■ WHAT IS BEING ASKED ■
Pick out each line below that contains the word "mouth" and copy it.

+ + + + + + +

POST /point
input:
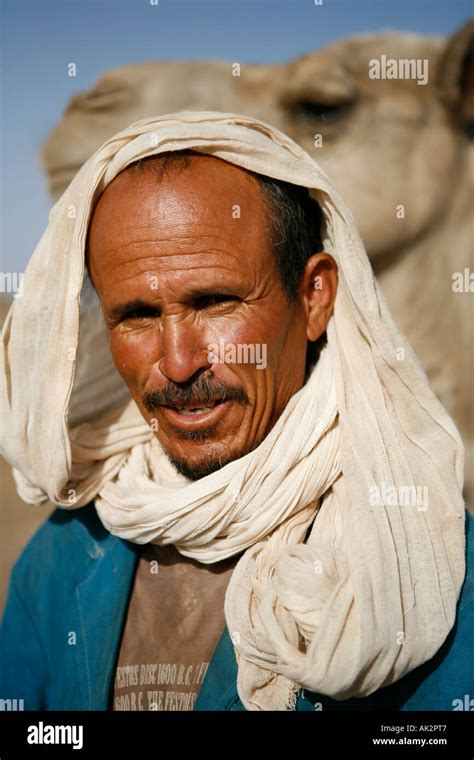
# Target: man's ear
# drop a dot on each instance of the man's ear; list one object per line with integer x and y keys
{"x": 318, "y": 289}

+ + + + + + +

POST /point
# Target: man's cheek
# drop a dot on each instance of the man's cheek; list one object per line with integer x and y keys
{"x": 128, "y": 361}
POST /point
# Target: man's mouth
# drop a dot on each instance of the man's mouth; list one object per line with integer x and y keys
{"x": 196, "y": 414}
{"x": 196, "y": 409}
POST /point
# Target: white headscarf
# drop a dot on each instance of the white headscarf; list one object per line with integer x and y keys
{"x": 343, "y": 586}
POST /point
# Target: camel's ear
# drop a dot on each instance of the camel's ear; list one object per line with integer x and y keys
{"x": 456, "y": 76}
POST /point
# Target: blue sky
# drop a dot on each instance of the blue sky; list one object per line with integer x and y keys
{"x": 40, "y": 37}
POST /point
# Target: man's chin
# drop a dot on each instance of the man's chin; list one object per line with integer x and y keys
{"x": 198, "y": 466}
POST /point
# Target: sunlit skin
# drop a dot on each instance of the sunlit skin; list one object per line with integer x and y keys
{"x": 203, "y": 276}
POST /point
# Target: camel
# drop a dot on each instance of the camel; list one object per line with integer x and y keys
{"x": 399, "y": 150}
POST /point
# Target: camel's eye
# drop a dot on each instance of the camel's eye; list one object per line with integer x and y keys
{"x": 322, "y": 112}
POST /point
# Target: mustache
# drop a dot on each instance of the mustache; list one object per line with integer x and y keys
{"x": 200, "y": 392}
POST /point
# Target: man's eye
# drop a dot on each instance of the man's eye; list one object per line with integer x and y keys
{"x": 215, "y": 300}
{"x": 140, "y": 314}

+ + + + + + +

■ THE COMPLETED TASK ■
# Target: man's mouth
# drop a dot on each instance of the man's mouth; list one object per line with integer x and y keys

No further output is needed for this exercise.